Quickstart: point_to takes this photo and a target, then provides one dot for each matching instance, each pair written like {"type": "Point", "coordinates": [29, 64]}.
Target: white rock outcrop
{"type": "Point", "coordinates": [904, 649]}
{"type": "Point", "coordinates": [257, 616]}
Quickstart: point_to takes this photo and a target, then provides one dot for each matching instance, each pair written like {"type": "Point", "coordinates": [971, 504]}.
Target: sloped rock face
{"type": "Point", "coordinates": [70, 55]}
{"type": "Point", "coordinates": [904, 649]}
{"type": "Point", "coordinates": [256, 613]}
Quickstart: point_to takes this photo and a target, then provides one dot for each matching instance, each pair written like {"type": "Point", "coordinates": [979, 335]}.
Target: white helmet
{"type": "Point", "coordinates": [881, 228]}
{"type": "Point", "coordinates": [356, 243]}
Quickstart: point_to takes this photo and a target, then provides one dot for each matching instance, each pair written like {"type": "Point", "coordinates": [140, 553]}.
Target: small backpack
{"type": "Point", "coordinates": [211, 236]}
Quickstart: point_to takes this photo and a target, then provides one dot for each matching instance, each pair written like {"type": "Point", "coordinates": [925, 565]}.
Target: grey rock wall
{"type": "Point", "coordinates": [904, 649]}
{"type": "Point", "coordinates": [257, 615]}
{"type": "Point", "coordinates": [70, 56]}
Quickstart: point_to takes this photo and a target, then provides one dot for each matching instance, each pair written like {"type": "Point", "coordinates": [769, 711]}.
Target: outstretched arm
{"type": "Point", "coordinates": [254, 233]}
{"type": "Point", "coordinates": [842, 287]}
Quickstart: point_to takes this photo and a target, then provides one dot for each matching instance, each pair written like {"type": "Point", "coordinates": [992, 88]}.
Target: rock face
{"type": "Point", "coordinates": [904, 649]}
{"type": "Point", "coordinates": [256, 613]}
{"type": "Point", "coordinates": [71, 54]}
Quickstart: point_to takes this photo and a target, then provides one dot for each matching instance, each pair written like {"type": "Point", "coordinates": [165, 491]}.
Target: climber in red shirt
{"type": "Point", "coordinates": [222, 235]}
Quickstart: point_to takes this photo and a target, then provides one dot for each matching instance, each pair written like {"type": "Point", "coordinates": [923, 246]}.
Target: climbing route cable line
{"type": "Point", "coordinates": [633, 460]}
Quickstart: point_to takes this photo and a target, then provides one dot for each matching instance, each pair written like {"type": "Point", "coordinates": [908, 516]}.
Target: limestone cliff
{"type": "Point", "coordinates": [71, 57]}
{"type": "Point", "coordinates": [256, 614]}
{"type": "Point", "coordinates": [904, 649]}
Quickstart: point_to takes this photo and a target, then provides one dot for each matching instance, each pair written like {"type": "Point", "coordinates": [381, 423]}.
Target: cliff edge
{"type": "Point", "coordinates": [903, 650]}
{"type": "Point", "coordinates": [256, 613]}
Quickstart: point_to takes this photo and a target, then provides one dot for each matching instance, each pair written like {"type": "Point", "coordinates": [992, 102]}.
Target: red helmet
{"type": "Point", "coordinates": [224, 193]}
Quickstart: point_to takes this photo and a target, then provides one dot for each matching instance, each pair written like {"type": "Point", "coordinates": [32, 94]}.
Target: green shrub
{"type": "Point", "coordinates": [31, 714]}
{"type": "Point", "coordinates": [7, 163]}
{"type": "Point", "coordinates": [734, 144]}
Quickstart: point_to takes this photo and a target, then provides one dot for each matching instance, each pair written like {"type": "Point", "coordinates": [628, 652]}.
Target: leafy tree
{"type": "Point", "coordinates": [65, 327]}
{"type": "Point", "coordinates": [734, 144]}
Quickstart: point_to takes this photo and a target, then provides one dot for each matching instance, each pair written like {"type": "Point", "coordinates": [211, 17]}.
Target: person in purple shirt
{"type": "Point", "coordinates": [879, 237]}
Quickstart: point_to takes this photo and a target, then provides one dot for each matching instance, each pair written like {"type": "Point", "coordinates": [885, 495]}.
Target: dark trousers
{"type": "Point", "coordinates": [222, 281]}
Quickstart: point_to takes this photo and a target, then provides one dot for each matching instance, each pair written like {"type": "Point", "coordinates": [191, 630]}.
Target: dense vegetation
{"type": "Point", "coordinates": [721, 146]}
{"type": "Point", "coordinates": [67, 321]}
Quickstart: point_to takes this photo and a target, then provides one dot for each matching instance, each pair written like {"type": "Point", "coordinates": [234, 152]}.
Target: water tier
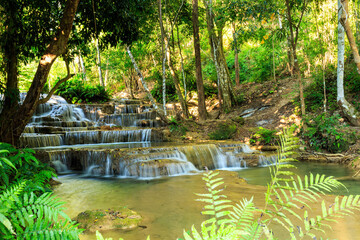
{"type": "Point", "coordinates": [92, 139]}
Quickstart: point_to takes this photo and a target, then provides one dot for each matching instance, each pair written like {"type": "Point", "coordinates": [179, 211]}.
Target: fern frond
{"type": "Point", "coordinates": [216, 204]}
{"type": "Point", "coordinates": [224, 232]}
{"type": "Point", "coordinates": [63, 230]}
{"type": "Point", "coordinates": [10, 196]}
{"type": "Point", "coordinates": [243, 215]}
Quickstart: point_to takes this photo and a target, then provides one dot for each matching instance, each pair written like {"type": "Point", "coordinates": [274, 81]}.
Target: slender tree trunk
{"type": "Point", "coordinates": [199, 79]}
{"type": "Point", "coordinates": [177, 85]}
{"type": "Point", "coordinates": [82, 64]}
{"type": "Point", "coordinates": [148, 93]}
{"type": "Point", "coordinates": [13, 119]}
{"type": "Point", "coordinates": [357, 20]}
{"type": "Point", "coordinates": [293, 41]}
{"type": "Point", "coordinates": [348, 110]}
{"type": "Point", "coordinates": [107, 72]}
{"type": "Point", "coordinates": [350, 36]}
{"type": "Point", "coordinates": [182, 64]}
{"type": "Point", "coordinates": [323, 61]}
{"type": "Point", "coordinates": [98, 63]}
{"type": "Point", "coordinates": [217, 51]}
{"type": "Point", "coordinates": [74, 67]}
{"type": "Point", "coordinates": [164, 47]}
{"type": "Point", "coordinates": [237, 67]}
{"type": "Point", "coordinates": [273, 45]}
{"type": "Point", "coordinates": [290, 57]}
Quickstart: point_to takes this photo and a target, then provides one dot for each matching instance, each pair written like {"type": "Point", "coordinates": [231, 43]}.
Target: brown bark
{"type": "Point", "coordinates": [199, 79]}
{"type": "Point", "coordinates": [294, 33]}
{"type": "Point", "coordinates": [177, 85]}
{"type": "Point", "coordinates": [149, 95]}
{"type": "Point", "coordinates": [237, 68]}
{"type": "Point", "coordinates": [164, 47]}
{"type": "Point", "coordinates": [346, 24]}
{"type": "Point", "coordinates": [13, 120]}
{"type": "Point", "coordinates": [217, 53]}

### The problem
The records above must be copied exactly, with no pictures carried over.

### Result of this task
Quickstart: point_to takes this photo and a target, then provides one dot for each matching instance, each pair written like {"type": "Point", "coordinates": [29, 64]}.
Target: white rock outcrop
{"type": "Point", "coordinates": [904, 649]}
{"type": "Point", "coordinates": [257, 616]}
Quickstart: point_to takes this photo and a target, then provides one dot for each matching instance, each pair written like {"type": "Point", "coordinates": [971, 504]}.
Target: sloped rock face
{"type": "Point", "coordinates": [70, 55]}
{"type": "Point", "coordinates": [904, 649]}
{"type": "Point", "coordinates": [256, 613]}
Quickstart: point_to takes this photo and a target, then provides one dot for each matching instance, each pair written like {"type": "Point", "coordinates": [979, 335]}.
Target: white helmet
{"type": "Point", "coordinates": [881, 228]}
{"type": "Point", "coordinates": [356, 243]}
Quickstart: point_to takes this photo and a target, then provides one dot for each matching instance, each pair written like {"type": "Point", "coordinates": [140, 553]}.
Target: small backpack
{"type": "Point", "coordinates": [211, 236]}
Quickstart: point_to takes this photo and a target, then provides one dot for each matching instance, each pair written like {"type": "Point", "coordinates": [925, 565]}.
Target: grey rock wall
{"type": "Point", "coordinates": [904, 649]}
{"type": "Point", "coordinates": [257, 615]}
{"type": "Point", "coordinates": [70, 56]}
Quickstart: point_to takes this photo and a target, then provides one dot for each matching instance, each pair written like {"type": "Point", "coordinates": [769, 711]}.
Target: outstretched arm
{"type": "Point", "coordinates": [254, 233]}
{"type": "Point", "coordinates": [842, 287]}
Quickstart: point_to takes this photo and a target, then provides one dot for each matching instance, each pair written like {"type": "Point", "coordinates": [992, 88]}.
Target: rock face
{"type": "Point", "coordinates": [904, 649]}
{"type": "Point", "coordinates": [256, 613]}
{"type": "Point", "coordinates": [71, 54]}
Quickstart: point_to takes this photo and a target, then provides one dot for each matching instance, each pair written like {"type": "Point", "coordinates": [165, 491]}.
Target: climber in red shirt
{"type": "Point", "coordinates": [222, 235]}
Quickstart: point_to takes this photo and a target, then provides one dot for each matching instance, each pair written like {"type": "Point", "coordinates": [923, 246]}.
Target: climbing route cable line
{"type": "Point", "coordinates": [633, 460]}
Quickstart: point_to takes this photo and a target, then provides one dot for each matching instance, each pair written like {"type": "Point", "coordinates": [908, 516]}.
Target: limestone cliff
{"type": "Point", "coordinates": [71, 57]}
{"type": "Point", "coordinates": [256, 614]}
{"type": "Point", "coordinates": [904, 649]}
Quickstart: point_to takes this photo and a target, then provides one dot for each matching instance, each pair written like {"type": "Point", "coordinates": [381, 423]}.
Target: cliff edge
{"type": "Point", "coordinates": [903, 650]}
{"type": "Point", "coordinates": [256, 613]}
Quickstart: point_to takes this photo and a target, then provides one dot for each matching instance, each pair written like {"type": "Point", "coordinates": [992, 102]}.
Target: red helmet
{"type": "Point", "coordinates": [224, 193]}
Quickstart: point_to takes this photo and a target, then provides one dot for each matching instance, each pair written like {"type": "Point", "coordinates": [32, 94]}.
Target: green shrub
{"type": "Point", "coordinates": [31, 714]}
{"type": "Point", "coordinates": [7, 163]}
{"type": "Point", "coordinates": [734, 144]}
Quickstart: point_to takes this photo and a target, then provides one dot for each matching instance, each pair written like {"type": "Point", "coordinates": [628, 652]}.
Target: leafy tree
{"type": "Point", "coordinates": [65, 327]}
{"type": "Point", "coordinates": [734, 144]}
Quickstart: point_to takes this photo and a target, then provides one dot for each matching instance, each pair written like {"type": "Point", "coordinates": [211, 17]}.
Target: person in purple shirt
{"type": "Point", "coordinates": [879, 237]}
Quickstart: point_to takes this photo and a target, then provides one dot for each matching instance, each pair written like {"type": "Point", "coordinates": [885, 495]}.
Target: dark trousers
{"type": "Point", "coordinates": [222, 281]}
Quickstart: point_to takes this photo and a target, then provides one dot for each matching instance, each pair written like {"type": "Point", "coordinates": [191, 630]}.
Target: dense vegetation
{"type": "Point", "coordinates": [721, 146]}
{"type": "Point", "coordinates": [67, 321]}
Quickstart: point_to takes this photo and a target, then provides one dot for each matching instance, each pair written like {"type": "Point", "coordinates": [234, 152]}.
Target: water tier
{"type": "Point", "coordinates": [92, 139]}
Quickstart: point_to takes this photo and a target, then provides one dot for each matching instance, each pair written like {"type": "Point", "coordinates": [179, 211]}.
Target: fern frond
{"type": "Point", "coordinates": [216, 204]}
{"type": "Point", "coordinates": [224, 232]}
{"type": "Point", "coordinates": [63, 230]}
{"type": "Point", "coordinates": [10, 196]}
{"type": "Point", "coordinates": [243, 215]}
Quickstart: point_to takes this photo and a target, then provides one dot for each matching instance, each pair written like {"type": "Point", "coordinates": [274, 81]}.
Target: slender tree trunk
{"type": "Point", "coordinates": [199, 79]}
{"type": "Point", "coordinates": [177, 85]}
{"type": "Point", "coordinates": [82, 64]}
{"type": "Point", "coordinates": [148, 93]}
{"type": "Point", "coordinates": [13, 119]}
{"type": "Point", "coordinates": [357, 20]}
{"type": "Point", "coordinates": [293, 41]}
{"type": "Point", "coordinates": [348, 110]}
{"type": "Point", "coordinates": [107, 72]}
{"type": "Point", "coordinates": [350, 36]}
{"type": "Point", "coordinates": [182, 64]}
{"type": "Point", "coordinates": [323, 61]}
{"type": "Point", "coordinates": [98, 63]}
{"type": "Point", "coordinates": [217, 51]}
{"type": "Point", "coordinates": [74, 67]}
{"type": "Point", "coordinates": [164, 47]}
{"type": "Point", "coordinates": [237, 67]}
{"type": "Point", "coordinates": [273, 45]}
{"type": "Point", "coordinates": [290, 57]}
Quickstart: point_to takes this photo and a target, then provides one dot for each matching instance, each pair written like {"type": "Point", "coordinates": [231, 43]}.
Target: brown bark
{"type": "Point", "coordinates": [199, 79]}
{"type": "Point", "coordinates": [294, 33]}
{"type": "Point", "coordinates": [177, 85]}
{"type": "Point", "coordinates": [149, 95]}
{"type": "Point", "coordinates": [237, 68]}
{"type": "Point", "coordinates": [164, 47]}
{"type": "Point", "coordinates": [346, 24]}
{"type": "Point", "coordinates": [13, 120]}
{"type": "Point", "coordinates": [217, 53]}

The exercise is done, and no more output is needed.